– Есть ли жизнь на Марсе?
– Наука или жизнь?
– А вы что, собственно, имеете в виду? Есть ли жизнь во мне? Какая жизнь?
– Моя жизнь меня устраивает.
– Я живу не своей жизнью.
– А чьей?
– А вечной.
Вечная жизнь – нелепость. Ведь жизнь в том виде, в каком мы ее знаем, только тем и определяется, что она ограничена, что она отлична от небытия (до), и от смерти (после); что она возникает и исчезает.
Лучше всех про жизнь (и про имя) получается либо у сатириков-абсурдистов, либо у мистиков (что по сути дела, как было уже доказано, одно и то же). У Стерна, у Гоголя, у Булгакова, у Набокова.
Так вот, стало быть, у Гоголя.
5. Чиновник, «один» чиновник, ничем не замечательный, одинаковый с другими (правда «несколько рыжеватый», «несколько на вид даже подслеповат») и в этой своей одинаковости словно произведен какой-то машиной, словно и не живой вовсе, ибо все живое неодинаково, у живого собственное, необщее лицо. Так ведь нет же. Живой! А из чего это видно? А из того, что с первой же страницы над ним смеются, а он из таких, «которые не могут кусаться». Тут сразу мы к чему-то совсем другому получаем доступ, к такому свойству живого, к такому определению жизни, о котором и помыслить нельзя, а только почувствовать. Жизнь, главное в ней – хрупкость. Кусаться не умеет, обидеть могут, жизнь его у него отнять.
И сразу же вслед за «кусаться» у Гоголя – об имени, и бесконечно смешно, и уже вовсе не смешно. Тут уже мы эту жизнь, некрасивую, едва от других отличимую, хрупкую, беззащитную, держим как на ладони и именуем Башмачкиным. Ну что ты будешь делать!? Полный абсурд. А Гоголь давай в структуралиста играть: «Уже по самому имени видно, что она (имя – она?) когда-то произошла от башмака; но когда, в какое время и каким образом произошла она от башмака, ничего этого не известно. И отец, и дед, и даже шурин, и все совершенно Башмачкины ходили в сапогах, переменяя только раза три в год подметки». Так «Башмачкин», едва обретя смысл, немедленно его утратил, до семантического нуля опустился и даже ниже нуля, ибо за Башмачкиным уже мерещится Сапогов, Сапожков и еще пуще: Подметкин, который и есть страшная и смешная до колик, подлинная фамилия этого героя.

ИСХОДНЫЕ ДАННЫЕ
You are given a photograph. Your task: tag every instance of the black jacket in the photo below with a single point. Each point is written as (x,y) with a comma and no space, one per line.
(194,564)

ЗАДАЧА
Обновите текст от «Вечная жизнь –» до «быть, у Гоголя.», заменив «нелепость» на «абсурд».

ПОЛНЫЙ ОТВЕТ
Вечная жизнь – абсурд. Ведь жизнь в том виде, в каком мы ее знаем, только тем и определяется, что она ограничена, что она отлична от небытия (до), и от смерти (после); что она возникает и исчезает.
Лучше всех про жизнь (и про имя) получается либо у сатириков-абсурдистов, либо у мистиков (что по сути дела, как было уже доказано, одно и то же). У Стерна, у Гоголя, у Булгакова, у Набокова.
Так вот, стало быть, у Гоголя.